[Start STORED RECORDS]
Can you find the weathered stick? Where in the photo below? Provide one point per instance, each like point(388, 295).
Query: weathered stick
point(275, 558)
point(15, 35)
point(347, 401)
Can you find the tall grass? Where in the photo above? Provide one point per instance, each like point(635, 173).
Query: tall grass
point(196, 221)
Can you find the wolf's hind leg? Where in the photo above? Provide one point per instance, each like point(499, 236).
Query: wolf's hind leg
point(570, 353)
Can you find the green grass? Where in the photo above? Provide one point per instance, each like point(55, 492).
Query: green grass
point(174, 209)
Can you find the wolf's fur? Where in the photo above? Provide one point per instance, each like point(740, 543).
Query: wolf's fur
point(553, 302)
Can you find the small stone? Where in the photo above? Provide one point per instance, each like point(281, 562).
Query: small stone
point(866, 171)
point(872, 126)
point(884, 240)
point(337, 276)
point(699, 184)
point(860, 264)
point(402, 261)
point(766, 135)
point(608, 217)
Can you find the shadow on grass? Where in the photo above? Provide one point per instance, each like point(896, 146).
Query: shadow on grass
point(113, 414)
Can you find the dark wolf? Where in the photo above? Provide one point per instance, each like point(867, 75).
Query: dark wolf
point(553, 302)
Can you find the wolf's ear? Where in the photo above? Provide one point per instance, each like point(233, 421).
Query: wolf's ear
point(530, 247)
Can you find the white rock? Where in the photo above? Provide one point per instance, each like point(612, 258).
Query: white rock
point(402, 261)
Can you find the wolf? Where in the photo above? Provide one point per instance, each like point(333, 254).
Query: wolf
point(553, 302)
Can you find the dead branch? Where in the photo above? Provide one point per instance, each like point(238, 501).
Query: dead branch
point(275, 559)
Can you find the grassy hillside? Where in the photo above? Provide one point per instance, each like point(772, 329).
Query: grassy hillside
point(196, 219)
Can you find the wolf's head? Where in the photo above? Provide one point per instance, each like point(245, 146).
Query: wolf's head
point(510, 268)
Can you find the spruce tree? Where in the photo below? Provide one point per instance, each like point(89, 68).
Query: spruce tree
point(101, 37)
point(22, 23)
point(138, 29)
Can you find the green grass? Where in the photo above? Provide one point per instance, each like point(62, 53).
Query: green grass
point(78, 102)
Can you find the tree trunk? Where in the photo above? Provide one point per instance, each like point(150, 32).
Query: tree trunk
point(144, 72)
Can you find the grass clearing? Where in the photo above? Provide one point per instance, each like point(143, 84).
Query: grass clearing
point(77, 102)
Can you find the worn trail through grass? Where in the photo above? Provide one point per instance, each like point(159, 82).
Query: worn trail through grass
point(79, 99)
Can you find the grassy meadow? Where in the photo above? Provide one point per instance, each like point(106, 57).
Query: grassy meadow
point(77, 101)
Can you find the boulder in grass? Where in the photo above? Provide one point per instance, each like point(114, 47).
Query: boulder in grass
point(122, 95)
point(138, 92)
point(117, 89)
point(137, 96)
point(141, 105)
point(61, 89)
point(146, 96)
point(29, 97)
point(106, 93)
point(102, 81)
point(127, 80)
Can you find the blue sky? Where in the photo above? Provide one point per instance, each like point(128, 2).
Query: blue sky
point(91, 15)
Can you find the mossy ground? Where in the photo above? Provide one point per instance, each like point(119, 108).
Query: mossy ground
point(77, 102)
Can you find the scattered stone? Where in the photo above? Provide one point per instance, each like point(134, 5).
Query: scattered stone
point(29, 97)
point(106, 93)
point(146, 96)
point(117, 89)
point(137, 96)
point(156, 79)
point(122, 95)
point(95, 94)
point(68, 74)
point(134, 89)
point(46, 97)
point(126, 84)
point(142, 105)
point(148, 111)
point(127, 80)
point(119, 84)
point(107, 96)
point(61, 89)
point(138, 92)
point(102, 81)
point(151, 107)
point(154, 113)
[End STORED RECORDS]
Locate "Can you find the blue" in the data above. Then repeat, exactly, its line and each line after it through the last, adding nothing.

FINISHED EXERCISE:
Can you find the blue sky? Where in the photo above? Provide one point per instance, each like point(128, 2).
Query: blue sky
point(91, 15)
Can you find the mossy ground? Where in the photo above? Provide one point per instance, each like point(119, 108).
Query: mossy ground
point(77, 102)
Can you find the scattered stone? Where in the photo above? Provide one point per instance, each like point(134, 5).
Query: scattered stone
point(29, 97)
point(106, 93)
point(146, 96)
point(117, 89)
point(137, 96)
point(156, 79)
point(122, 95)
point(95, 94)
point(68, 74)
point(134, 89)
point(46, 97)
point(126, 84)
point(142, 105)
point(148, 111)
point(127, 80)
point(119, 84)
point(107, 96)
point(61, 89)
point(138, 92)
point(102, 81)
point(151, 107)
point(154, 113)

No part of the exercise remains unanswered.